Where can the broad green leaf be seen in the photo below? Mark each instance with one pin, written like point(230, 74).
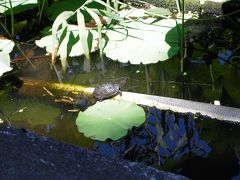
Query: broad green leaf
point(6, 47)
point(72, 44)
point(109, 119)
point(145, 41)
point(18, 6)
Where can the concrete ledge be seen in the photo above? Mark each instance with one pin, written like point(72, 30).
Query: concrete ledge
point(24, 155)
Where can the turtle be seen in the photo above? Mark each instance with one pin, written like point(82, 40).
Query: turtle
point(108, 90)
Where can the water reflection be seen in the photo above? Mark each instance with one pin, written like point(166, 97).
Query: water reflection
point(164, 136)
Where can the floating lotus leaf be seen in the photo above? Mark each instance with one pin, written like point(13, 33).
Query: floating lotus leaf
point(109, 119)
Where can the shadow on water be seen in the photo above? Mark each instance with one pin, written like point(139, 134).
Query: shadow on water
point(186, 144)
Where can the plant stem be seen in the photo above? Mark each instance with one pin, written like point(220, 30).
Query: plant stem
point(41, 11)
point(182, 39)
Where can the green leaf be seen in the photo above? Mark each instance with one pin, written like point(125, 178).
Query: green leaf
point(6, 47)
point(83, 34)
point(60, 20)
point(145, 41)
point(17, 6)
point(72, 44)
point(99, 25)
point(109, 119)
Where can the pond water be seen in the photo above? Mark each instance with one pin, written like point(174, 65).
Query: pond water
point(187, 144)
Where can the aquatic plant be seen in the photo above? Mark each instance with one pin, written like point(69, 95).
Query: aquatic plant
point(6, 47)
point(109, 119)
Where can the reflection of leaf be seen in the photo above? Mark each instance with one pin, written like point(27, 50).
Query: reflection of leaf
point(109, 119)
point(146, 41)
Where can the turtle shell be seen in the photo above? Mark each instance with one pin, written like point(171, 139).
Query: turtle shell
point(105, 91)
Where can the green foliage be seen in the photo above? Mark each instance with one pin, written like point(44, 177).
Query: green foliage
point(146, 41)
point(6, 47)
point(109, 119)
point(17, 6)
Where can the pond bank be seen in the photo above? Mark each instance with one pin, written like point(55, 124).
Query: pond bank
point(24, 155)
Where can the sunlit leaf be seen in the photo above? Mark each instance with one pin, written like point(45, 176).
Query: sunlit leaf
point(73, 44)
point(6, 47)
point(109, 119)
point(17, 6)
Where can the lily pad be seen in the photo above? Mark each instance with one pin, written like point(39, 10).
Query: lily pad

★ ★ ★ ★ ★

* [Exercise]: Reply with the number of lines in the entries that hold the word "lily", and add no other words.

* [Solution]: 2